Document extract -
Unfortunately, there are no stats on-hand to say "hey, the Packers and Saints can really throw the ball well" just quite yet. At least not for this season anyway. But, it's quite interesting that the Saints and Packers are very close in Football Outsiders' projections for the 2011 season. Green Bay's defensive DVOA is nearly elite (like, almost top-six) and a very stout good offense (like, almost top-10).

New Orleans doesn't project to having a particularly impressive defense, but their offensive DVOA is elite, ranking in the top-five.

3. Key Matchup to Watch
With that nerdiness in mind, perhaps the best matchup to pick is Aaron Rodgers vs. Greg Williams. Look, Rodgers may not like fancy GQ photospreads, but he's a very talented quarterback who, as Ryan and I mentioned above, has gotten very good at moving quickly through his progressions. Add in his athleticism and unbelievable arm and, yeah, he's very good at football and very difficult to contain.

That's where Williams -- a fiery fella in his own right -- comes in. If you want to beat Rodgers, you have to put him on the ground. And if you want to put Rodgers on the ground, you have to blitz him, unless you can generate enough pass rush from your defensive line to get through Green Bay's offensive front. (Good luck with that.)

"The one thing about Aaron Rodgers that’s most impressive is that he was the best quarterback last year against the blitz and the pressure," safety Malcolm Jenkins said. "He gets the ball out of his hand quick, so we've got to find ways to create some things."

Given that defensive end Will Smith is suspended for this game, there's an even bigger onus on Williams to generate pressure on Rodgers from somewhere other than straight-up defensive fronts.

If he can put Rodgers on his butt early, the Saints will be able to scale this thing back from a full-on shoot-out. If not, we could see a lot of Packers players doing their best Michael Jackson impersonations into the end zone.

Requirements -
a - Please translate this sentence from the Packers–Saints preview into Spanish: "If you want to beat Rodgers, you have to put him on the ground."
b - Carry on the Packers–Saints preview from its final sentence.

Given information -
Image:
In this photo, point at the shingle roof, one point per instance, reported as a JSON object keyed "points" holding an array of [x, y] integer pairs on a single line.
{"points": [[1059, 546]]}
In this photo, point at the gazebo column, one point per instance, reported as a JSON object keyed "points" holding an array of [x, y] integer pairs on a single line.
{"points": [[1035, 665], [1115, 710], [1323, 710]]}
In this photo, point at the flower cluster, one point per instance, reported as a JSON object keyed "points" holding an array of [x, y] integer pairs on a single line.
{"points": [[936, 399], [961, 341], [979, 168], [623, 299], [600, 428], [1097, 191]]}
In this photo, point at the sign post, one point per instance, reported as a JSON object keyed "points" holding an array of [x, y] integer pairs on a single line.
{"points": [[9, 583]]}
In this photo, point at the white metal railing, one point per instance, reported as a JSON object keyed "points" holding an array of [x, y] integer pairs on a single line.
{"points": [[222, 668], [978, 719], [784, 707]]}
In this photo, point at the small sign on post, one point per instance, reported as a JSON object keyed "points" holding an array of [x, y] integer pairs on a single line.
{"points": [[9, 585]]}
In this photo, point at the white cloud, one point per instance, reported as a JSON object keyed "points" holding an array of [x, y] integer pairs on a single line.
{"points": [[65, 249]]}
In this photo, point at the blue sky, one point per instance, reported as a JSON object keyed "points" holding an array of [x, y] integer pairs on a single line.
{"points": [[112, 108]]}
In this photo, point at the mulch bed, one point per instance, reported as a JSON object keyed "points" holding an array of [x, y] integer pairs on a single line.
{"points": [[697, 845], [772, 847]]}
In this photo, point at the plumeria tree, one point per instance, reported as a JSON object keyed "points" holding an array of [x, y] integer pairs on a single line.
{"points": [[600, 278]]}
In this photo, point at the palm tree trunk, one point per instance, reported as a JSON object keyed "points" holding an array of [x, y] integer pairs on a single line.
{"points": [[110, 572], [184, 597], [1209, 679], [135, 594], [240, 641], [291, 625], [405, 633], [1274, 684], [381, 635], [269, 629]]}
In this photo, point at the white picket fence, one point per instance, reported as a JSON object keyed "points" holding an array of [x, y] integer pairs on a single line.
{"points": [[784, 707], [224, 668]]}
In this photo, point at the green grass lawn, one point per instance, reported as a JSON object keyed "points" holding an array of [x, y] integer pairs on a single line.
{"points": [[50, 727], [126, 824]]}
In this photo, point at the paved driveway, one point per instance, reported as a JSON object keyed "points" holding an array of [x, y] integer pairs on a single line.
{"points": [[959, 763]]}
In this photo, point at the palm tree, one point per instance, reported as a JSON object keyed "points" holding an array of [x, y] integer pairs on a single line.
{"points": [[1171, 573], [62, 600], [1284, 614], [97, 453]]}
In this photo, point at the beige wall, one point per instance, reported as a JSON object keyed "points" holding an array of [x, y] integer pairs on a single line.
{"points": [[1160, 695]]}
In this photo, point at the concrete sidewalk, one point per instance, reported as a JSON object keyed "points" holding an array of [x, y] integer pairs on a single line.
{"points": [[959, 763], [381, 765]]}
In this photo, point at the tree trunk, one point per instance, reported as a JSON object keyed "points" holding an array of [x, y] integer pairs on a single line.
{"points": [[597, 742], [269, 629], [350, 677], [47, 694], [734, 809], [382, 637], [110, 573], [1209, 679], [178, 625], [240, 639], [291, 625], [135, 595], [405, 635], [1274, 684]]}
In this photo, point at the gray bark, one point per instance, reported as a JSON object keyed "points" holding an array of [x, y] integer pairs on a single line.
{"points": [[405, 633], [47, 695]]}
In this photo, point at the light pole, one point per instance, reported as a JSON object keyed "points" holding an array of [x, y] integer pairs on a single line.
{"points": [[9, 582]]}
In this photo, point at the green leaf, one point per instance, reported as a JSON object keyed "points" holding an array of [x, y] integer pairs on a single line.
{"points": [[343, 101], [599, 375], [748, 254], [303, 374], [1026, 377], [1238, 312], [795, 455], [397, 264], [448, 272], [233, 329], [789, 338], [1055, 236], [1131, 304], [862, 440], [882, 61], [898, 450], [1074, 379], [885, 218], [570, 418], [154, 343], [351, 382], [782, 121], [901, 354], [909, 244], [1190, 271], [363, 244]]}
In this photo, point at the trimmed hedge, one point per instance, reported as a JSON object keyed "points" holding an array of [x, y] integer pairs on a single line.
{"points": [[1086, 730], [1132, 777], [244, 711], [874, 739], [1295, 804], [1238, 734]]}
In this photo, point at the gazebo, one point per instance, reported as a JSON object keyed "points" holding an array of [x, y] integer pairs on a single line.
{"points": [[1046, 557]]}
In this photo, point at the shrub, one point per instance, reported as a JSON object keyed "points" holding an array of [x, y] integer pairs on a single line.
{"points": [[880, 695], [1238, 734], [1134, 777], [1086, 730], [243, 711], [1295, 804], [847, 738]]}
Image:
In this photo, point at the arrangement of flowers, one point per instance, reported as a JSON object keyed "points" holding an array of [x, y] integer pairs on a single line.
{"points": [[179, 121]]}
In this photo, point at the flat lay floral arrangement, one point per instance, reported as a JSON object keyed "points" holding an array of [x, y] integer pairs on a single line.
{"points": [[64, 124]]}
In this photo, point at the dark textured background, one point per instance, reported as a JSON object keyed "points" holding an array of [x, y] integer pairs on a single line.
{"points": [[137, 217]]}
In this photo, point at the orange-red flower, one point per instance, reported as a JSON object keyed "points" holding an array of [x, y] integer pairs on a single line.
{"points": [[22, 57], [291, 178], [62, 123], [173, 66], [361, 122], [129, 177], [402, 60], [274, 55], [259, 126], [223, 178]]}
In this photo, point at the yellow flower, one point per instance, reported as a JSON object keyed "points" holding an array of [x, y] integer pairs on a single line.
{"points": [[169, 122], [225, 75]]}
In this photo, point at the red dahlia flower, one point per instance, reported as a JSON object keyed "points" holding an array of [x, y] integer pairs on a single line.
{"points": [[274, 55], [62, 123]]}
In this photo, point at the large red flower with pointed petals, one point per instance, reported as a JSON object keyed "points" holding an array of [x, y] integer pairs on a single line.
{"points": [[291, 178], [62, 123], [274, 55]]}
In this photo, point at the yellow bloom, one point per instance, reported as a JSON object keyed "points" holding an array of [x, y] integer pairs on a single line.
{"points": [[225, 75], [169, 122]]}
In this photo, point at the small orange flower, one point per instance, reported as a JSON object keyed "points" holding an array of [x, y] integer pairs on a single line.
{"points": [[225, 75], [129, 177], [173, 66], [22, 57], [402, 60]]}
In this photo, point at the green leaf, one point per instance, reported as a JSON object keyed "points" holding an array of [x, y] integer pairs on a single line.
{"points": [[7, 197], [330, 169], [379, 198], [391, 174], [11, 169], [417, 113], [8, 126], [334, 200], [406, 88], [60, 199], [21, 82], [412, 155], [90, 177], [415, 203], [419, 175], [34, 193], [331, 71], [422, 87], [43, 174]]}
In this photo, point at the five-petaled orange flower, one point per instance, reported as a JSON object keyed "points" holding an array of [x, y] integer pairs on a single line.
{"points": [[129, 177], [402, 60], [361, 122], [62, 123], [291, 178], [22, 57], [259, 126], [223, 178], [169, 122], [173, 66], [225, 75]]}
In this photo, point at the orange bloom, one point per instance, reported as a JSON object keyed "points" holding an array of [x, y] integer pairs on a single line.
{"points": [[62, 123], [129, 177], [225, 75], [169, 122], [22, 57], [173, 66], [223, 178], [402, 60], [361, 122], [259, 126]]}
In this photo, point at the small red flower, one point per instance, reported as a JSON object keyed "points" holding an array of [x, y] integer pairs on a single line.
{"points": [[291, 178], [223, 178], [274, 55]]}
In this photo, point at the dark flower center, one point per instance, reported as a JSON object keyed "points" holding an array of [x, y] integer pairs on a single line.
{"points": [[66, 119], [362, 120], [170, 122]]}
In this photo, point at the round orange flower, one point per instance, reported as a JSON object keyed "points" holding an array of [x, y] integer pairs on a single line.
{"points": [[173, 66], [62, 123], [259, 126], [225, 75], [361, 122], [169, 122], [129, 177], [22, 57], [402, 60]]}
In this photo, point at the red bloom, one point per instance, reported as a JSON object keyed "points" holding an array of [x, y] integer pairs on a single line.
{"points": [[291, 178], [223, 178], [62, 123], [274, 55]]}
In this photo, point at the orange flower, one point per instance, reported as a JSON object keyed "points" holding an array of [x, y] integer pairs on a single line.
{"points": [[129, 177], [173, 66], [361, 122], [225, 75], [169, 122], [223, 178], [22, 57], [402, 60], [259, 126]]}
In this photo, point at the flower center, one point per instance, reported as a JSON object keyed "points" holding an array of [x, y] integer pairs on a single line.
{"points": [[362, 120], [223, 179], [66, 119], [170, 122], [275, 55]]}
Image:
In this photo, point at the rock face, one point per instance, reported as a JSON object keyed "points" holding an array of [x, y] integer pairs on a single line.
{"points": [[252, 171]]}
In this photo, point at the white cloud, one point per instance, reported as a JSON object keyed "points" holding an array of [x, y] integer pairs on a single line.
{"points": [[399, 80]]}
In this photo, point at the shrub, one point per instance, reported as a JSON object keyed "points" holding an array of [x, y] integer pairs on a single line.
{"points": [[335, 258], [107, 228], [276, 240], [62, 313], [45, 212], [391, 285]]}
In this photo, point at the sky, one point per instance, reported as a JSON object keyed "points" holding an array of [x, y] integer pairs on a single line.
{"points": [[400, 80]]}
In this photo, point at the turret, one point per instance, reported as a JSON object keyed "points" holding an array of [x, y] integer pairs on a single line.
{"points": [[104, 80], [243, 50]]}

Task answers -
a - Si quieres vencer a Rodgers, tienes que derribarlo.

b -
4. Potentially Relevant YouTube
This is the first time in Thursday night Kickoff Weekend history that the past two defending Super Bowl winners are playing to open up the season and, frankly, I love it. Of course it doesn't really hurt that it's the Saints and Packers, which should provide fireworks on both sides of the ball. To honor their recent success, as well as Freddie Mercury's recent would-have-been birthday, why don't we bring back some Queen to our previews?



5. The Packers will win if ...
Rodgers can stay on his feet. The lasting reminder of Rodgers, for anyone who watched the 2010 playoffs, is that he's untouchable. And his mobility does make it hard to bring him down. But if you'll recall, Rodgers and the Packers looked like they were going to miss the playoffs when the quarterback had to sit out against New England -- a game Green Bay nearly won with Matt Flynn under center -- last year, so it's not unheard of for Rodgers to get knocked around a bit.

If he can stay on his feet and remain untouched during most of Thursday night's game, though, he'll end up finding Jennings, Jermichael Finley, Donald Driver and James Jones and Jordy Nelson plenty of times, and probably end up giving Williams a new highlight reel to show his defense.

6. The Saints will win if ...
They can establish the run and keep Green Bay's talented linebackers from attacking too much. It's something that's doable -- the Packers ranked just 24th in the NFL in rush defense in 2010. But despite the stereotype that the Saints are a passing team, they truly found success (and a Super Bowl victory) in 2009 by running the ball extremely well, as they finished sixth in the NFL with 131.6 yards per game on the ground.

That dipped off tremendously last year, which is precisely why they jumped up in the draft to grab Mark Ingram. If he, starter Pierre Thomas and the speedy Darren Sproles can generate a substantial ground attack, the Saints have a very good shot at prevailing.

"There’ll be plenty of touches not only for Pierre, but for Mark and Darren," Saints coach Sean Payton said. "And it’s our job to mix those up and also to let the running back get comfortable and get in a rhythm when he's in the game."

That (those?) comfort zone(s) will be key for a potential Saints win.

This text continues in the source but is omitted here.